## Required work:
Make a verbatim copy of the entries below; pictures stay out.

## Start Material provided

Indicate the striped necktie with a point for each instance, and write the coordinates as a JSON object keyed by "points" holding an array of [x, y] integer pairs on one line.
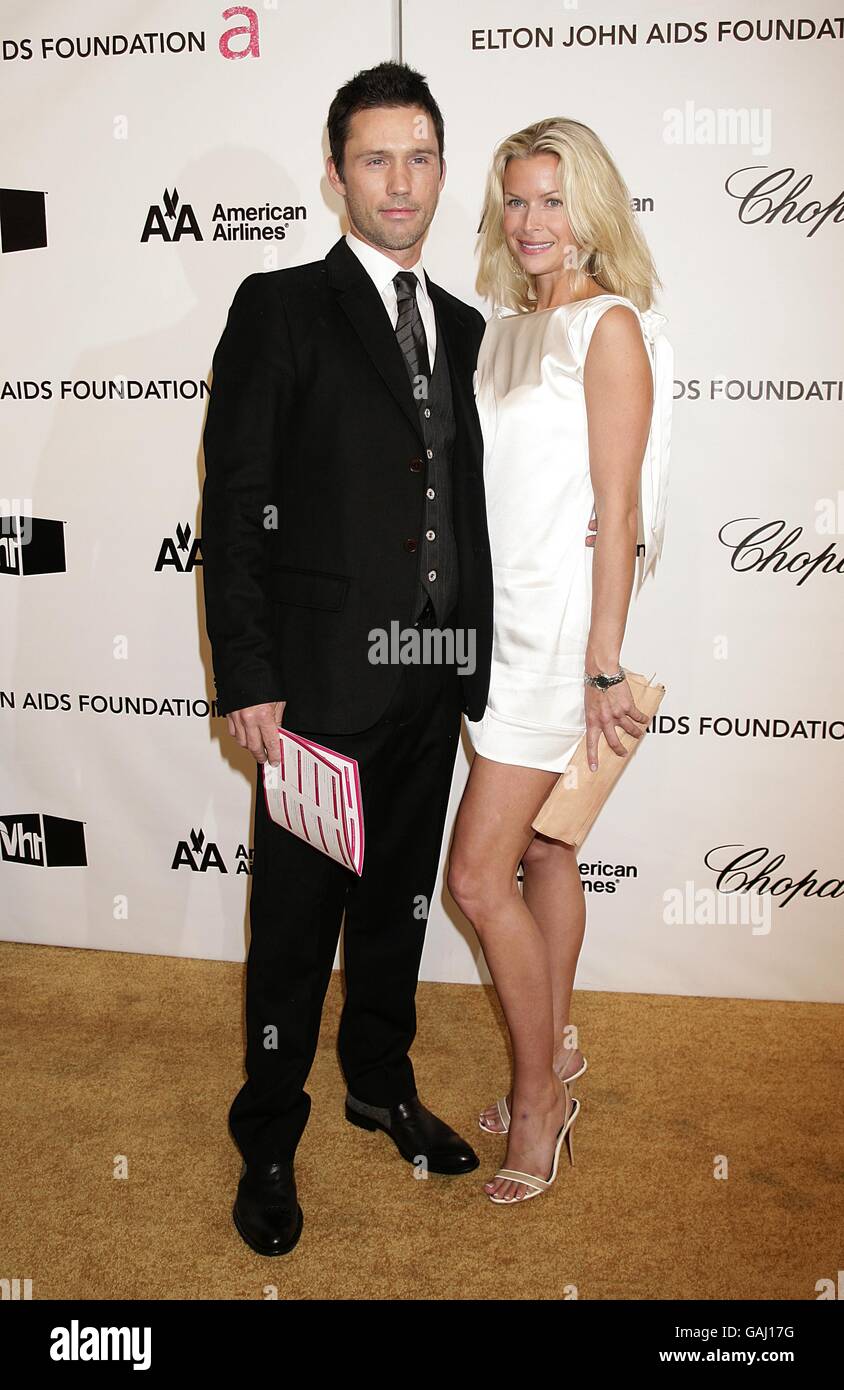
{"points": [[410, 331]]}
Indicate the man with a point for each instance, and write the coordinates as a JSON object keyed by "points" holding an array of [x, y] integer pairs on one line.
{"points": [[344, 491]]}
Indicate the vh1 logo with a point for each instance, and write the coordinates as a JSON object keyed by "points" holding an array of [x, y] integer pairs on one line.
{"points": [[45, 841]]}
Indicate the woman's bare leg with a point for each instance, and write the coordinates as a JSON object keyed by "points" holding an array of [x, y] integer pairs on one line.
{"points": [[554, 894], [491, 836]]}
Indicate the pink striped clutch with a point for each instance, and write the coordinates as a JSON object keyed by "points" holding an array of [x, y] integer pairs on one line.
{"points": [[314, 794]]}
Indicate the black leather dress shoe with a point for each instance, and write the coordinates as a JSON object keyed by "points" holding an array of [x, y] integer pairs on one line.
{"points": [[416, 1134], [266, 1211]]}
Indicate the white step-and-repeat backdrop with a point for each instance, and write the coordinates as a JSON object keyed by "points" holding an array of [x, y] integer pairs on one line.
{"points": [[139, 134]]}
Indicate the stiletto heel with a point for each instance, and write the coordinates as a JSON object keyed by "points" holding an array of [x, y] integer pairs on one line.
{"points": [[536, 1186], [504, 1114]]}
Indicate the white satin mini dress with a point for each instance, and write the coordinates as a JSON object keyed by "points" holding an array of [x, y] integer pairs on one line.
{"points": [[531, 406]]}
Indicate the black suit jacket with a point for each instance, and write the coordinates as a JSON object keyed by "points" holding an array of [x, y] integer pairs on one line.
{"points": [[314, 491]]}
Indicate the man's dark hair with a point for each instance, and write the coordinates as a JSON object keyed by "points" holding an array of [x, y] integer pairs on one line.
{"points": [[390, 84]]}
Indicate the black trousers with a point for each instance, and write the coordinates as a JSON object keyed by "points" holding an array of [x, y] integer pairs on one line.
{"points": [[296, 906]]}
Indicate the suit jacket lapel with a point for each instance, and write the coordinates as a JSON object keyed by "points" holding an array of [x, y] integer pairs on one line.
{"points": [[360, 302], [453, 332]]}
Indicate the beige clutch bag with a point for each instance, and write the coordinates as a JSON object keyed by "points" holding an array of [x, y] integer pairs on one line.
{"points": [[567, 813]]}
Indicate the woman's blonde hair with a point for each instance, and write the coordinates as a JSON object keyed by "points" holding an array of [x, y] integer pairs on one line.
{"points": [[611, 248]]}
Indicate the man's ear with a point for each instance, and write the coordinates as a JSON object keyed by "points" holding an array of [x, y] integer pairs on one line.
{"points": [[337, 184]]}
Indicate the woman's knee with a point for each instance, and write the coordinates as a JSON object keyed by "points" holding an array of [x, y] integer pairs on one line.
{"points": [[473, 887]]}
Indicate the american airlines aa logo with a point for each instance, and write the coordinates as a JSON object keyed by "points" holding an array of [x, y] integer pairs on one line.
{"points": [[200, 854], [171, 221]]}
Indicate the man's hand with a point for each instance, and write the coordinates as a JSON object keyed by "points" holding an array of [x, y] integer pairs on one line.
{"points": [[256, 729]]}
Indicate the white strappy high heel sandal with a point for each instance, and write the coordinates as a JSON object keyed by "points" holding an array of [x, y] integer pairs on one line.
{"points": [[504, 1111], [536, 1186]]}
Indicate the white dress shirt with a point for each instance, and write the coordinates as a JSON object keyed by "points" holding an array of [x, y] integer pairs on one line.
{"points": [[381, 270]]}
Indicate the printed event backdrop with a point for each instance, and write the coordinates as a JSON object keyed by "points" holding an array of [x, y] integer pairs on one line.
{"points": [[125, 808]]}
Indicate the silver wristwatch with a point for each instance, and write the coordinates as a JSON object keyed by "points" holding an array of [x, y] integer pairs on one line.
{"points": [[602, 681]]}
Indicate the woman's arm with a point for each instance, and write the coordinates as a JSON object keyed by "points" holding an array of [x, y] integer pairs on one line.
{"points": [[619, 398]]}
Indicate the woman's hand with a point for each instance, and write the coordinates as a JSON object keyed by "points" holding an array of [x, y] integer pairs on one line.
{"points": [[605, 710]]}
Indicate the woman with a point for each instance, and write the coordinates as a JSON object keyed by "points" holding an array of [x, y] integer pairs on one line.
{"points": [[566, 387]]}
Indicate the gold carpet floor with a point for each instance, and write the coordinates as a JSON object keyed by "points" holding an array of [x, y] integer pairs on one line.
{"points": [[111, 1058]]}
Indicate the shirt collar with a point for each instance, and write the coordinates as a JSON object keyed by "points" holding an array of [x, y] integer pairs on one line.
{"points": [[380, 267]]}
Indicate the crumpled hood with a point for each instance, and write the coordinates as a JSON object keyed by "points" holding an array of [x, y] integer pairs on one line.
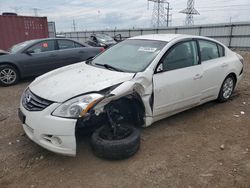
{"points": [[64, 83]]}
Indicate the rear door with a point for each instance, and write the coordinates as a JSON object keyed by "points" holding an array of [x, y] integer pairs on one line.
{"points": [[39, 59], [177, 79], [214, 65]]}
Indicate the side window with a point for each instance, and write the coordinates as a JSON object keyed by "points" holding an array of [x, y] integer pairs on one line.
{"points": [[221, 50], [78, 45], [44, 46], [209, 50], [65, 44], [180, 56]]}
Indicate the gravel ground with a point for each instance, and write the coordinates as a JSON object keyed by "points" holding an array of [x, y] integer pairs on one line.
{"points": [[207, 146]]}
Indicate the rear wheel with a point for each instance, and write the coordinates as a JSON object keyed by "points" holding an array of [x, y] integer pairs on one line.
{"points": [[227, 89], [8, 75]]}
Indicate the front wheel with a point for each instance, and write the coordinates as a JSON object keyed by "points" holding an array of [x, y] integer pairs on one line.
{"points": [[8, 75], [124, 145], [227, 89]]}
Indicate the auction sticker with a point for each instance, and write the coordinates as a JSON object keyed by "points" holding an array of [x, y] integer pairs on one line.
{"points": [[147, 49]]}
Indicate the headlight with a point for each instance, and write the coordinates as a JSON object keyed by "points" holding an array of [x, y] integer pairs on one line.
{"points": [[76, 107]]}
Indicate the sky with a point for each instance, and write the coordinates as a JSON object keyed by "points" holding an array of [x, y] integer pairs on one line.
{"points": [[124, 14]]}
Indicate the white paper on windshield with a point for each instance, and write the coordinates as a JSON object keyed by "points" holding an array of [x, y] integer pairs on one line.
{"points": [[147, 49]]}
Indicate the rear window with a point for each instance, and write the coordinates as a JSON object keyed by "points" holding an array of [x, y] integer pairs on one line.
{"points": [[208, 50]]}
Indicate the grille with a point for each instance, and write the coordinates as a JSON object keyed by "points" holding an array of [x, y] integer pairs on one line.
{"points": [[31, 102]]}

## End Material provided

## Result for this task:
Indicate the striped necktie with a point for each instance, and write the coordinates as a JSON object keyed by "points" holding an array of [x, y] integer pairs on one line.
{"points": [[410, 331]]}
Indicate the man with a point for each instance, and write the coordinates as a JSON object keyed by "points" holding an array of [x, y] integer pairs on one line.
{"points": [[344, 491]]}
Indicate the vh1 logo with a point for each instance, and write the coordinates as a JSON object keyed by "points" holding an array of [x, y] integer pairs on one line.
{"points": [[45, 841]]}
Indicate the woman's bare leg with a point for each instance, and write the coordinates as a JSON object keyed by "points" holding an array of [x, y] integer pairs on one line.
{"points": [[554, 894], [491, 836]]}
Indicate the pink striped clutch with a point for each instance, and write the coordinates as a JSON object keyed by "points" holding an array of [x, y] integer pairs on one line.
{"points": [[314, 794]]}
Indicate the black leather dress shoe with a point for each instance, and write the coordinates as a JSON object keyed by "points" holding an array of [x, y] integer pairs on one line.
{"points": [[416, 1134], [266, 1211]]}
Indicate the white step-and-repeat backdrop with a point for each instance, and write the coordinates as a JSON object keyed by "points" holding an array of [x, y] integer pairs on one line.
{"points": [[139, 134]]}
Indicate the stiletto heel with a point for each instance, and write the coordinates as a JSON object keyed by "points" holding an array of [x, y] integer pairs on one line.
{"points": [[536, 1186], [504, 1114]]}
Indicate the white satin mini dress with a point for each instance, and write the coordinates as a JSON object keyed by "points" holding an array of [x, y] integer pairs on one line.
{"points": [[531, 406]]}
Indicate the black suit jacket with a point for each instance, and write the coordinates as a JSON object keyed by "points" holding an array of [x, y] integer pairs on one line.
{"points": [[314, 491]]}
Indicate the man's dark hair with a point for each instance, and write the coordinates as a JSON object keyed by "points" holding an array of [x, y] integer pairs on one line.
{"points": [[390, 84]]}
Indicate the black trousers with a point for each instance, and write the coordinates as a JSON object keyed by "points" holding an array of [x, y] integer pairs on one line.
{"points": [[296, 906]]}
Indicate the suit jacket lapel with a point for each instance, and write the coordinates as a JSON object keyed by "points" holding an array of [x, y] integer pairs on one line.
{"points": [[360, 302], [453, 332]]}
Indicate the beige clutch bag with a point for each instance, and write the coordinates as a JSON object keyed by "points" holding an array of [x, y] integer pairs on one line.
{"points": [[567, 813]]}
Indicate the woman's blonde hair with a point for each instance, and write the coordinates as a JSON object keyed by "points" holding an array of [x, y] integer pairs on one line.
{"points": [[611, 248]]}
Indicate the man's ear with a point for each instance, and write the coordinates as a JSON object keyed by "points" holding an array of [x, y] integer pairs on one line.
{"points": [[337, 184]]}
Indicate the woman's knee with a point for each instance, and write the coordinates as a JSON object keyed by "points" holding an array of [x, y] integer pairs on one line.
{"points": [[473, 887]]}
Indicate the american airlines aa logo with a point for each instance, and write the coordinates as a JSON object keyed by "points" holding an array of [x, y] integer pairs on one line.
{"points": [[200, 854], [171, 221]]}
Indicate the man's hand with a point for each instance, and write the coordinates as a JSON object keyed by "points" holding an array of [x, y] integer pairs on one line.
{"points": [[256, 729]]}
Indicate the white strappy high heel sandal with a point for each instance, and write the coordinates as a JSON object keyed by "points" holding an array of [x, y] integer pairs on one line.
{"points": [[504, 1111], [536, 1186]]}
Indicate the white dress shirt with a point for each instance, and write the coordinates as a JSON object keyed by "points" holding an array of [x, y] integer pairs on one line.
{"points": [[381, 270]]}
Indicate the printed event backdrop with a point for each instance, and write the coordinates as a JSON object keyed by "points" holding an array of [x, y] integer pairs on one line.
{"points": [[125, 808]]}
Indicate the silver wristwatch with a point for each instance, and write the coordinates as a JSON object keyed by "points" holding an array of [x, y] integer pairs on one line.
{"points": [[602, 681]]}
Indicate the woman's arm with a point for each instance, and write the coordinates as a JSON object keyed by "points" holding an array of [x, y] integer pairs on one line.
{"points": [[619, 398]]}
Indicate the woman's hand with a point for each instance, and write the coordinates as a JSON object keyed by "points" holding an array of [x, y] integer pairs on one line.
{"points": [[605, 710]]}
Indicate the woman with a point for each instance, and write the coordinates as a JSON object keyed by "points" holding an array of [x, y] integer pairs on one line.
{"points": [[566, 387]]}
Indicate the gold carpet floor with a point for each instance, and write the coordinates as a JSON object keyed by "points" holding an array of [x, y] integer pairs on one line.
{"points": [[111, 1058]]}
Indicate the shirt collar with a point for each instance, and write the coordinates as a JSON object keyed by "points" holding an array of [x, y] integer pairs on one line.
{"points": [[380, 267]]}
Indicate the crumpled hood with a point for each instance, and write the coordinates as a JSON object keyed by "points" holding an array of [x, y] integer pairs on one line.
{"points": [[64, 83]]}
Indicate the rear door with a point for each instance, and write the coordinates as a JSON object keyed by "points" holding an array of [x, y] integer pairs on one line.
{"points": [[39, 59], [177, 79], [214, 65]]}
Indicate the side window with a point for each instance, and write the coordinates as a JSON object keyed by "points" holding an array of [x, y] integer pairs on one line.
{"points": [[221, 50], [78, 45], [44, 46], [209, 50], [65, 44], [180, 56]]}
Indicate the gravel ground with a point for each instance, and write the coordinates as a JSON object keyed by "points" holding an array of [x, y] integer pairs on one line.
{"points": [[207, 146]]}
Indicate the rear wheel with a point for each instance, and write the coordinates as a JSON object keyed by "points" holding an array of [x, y] integer pairs on one line.
{"points": [[227, 89], [8, 75]]}
Indicate the front wheel with a point for each instance, and write the coordinates as a JSON object keyed by "points" holding an array of [x, y] integer pairs on one line.
{"points": [[8, 75], [124, 145], [227, 89]]}
Indicate the auction sticker with a point for each instance, and write the coordinates as a JSON object keyed by "points" holding an array of [x, y] integer pairs on one line.
{"points": [[147, 49]]}
Indicate the headlight with a point for each instance, and write the coordinates as a JSON object keyed by "points" holding an array of [x, y] integer pairs on one line.
{"points": [[76, 107]]}
Indicate the sky with a point for each instance, and write the coordinates as a JSON object keyed by "points" holding an array of [x, y] integer pairs on one line.
{"points": [[124, 14]]}
Indicate the white paper on windshield with a point for each instance, and write the coordinates as a JSON object keyed by "points" holding an array of [x, y] integer pairs on one line.
{"points": [[147, 49]]}
Indicate the rear window with a point for each instance, and write the coordinates as a JSON object keyed by "points" holding an array of [x, y] integer pairs on one line.
{"points": [[208, 50]]}
Indicate the grille with a point for each instance, and write the coordinates as a JSON object keyed by "points" holding an array of [x, y] integer pairs on one line.
{"points": [[31, 102]]}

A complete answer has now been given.